▸ Instructions to follow: Output every line below as it stands, dropping only the images.

▸ Natural-language object grounding data:
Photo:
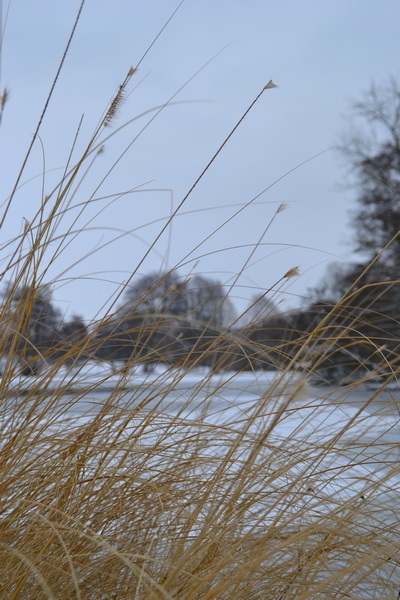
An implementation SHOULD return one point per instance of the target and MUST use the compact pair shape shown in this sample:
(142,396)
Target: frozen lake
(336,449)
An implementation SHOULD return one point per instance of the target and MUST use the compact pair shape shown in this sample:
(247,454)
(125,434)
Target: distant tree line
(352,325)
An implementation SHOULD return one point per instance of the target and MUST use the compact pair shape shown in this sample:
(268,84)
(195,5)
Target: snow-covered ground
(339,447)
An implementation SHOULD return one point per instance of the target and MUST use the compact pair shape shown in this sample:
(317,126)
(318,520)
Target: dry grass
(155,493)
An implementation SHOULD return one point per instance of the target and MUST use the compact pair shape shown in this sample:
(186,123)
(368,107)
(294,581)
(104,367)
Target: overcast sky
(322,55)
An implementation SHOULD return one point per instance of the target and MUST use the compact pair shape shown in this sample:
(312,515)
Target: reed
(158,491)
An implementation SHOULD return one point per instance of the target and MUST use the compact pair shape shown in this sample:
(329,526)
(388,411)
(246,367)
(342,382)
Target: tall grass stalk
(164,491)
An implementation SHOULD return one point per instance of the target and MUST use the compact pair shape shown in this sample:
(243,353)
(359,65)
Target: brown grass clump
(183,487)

▸ Answer to the exercise:
Photo:
An implementation SHOULD return one point per instance of the target and MUST use the compact pair shape shown in this sample:
(142,396)
Target: frozen lake
(336,449)
An implementation SHOULD return one point per instance of the target and MUST use the compact pair shape shown in this sample:
(247,454)
(125,434)
Target: distant tree line
(352,325)
An implementation SHOULD return one point per instance of the target and MUST use the compact pair shape shown in this sample:
(268,84)
(195,5)
Target: snow-covered ground
(339,447)
An implementation SHOULD return one point per instance of the target and MUST use the compact pair shape shown in this sample:
(317,126)
(318,520)
Target: dry grass
(155,493)
An implementation SHOULD return one point per instance of the target and MUST use the compact pair shape shown in this sample:
(186,123)
(368,107)
(294,581)
(104,367)
Target: overcast sky
(322,55)
An implementation SHOULD return one point per instance of the target and MUST use the compact pair shape shown in this sample:
(312,515)
Target: reed
(158,491)
An implementation SHOULD return one point per instance of the target and MUST use the compact pair shape shown in this sample:
(329,526)
(388,411)
(246,367)
(342,382)
Target: tall grass stalk
(164,491)
An implementation SHOULD return one point per instance of the target and MUST use the compact pair shape shown in this sample:
(243,353)
(359,65)
Target: brown grass clump
(183,487)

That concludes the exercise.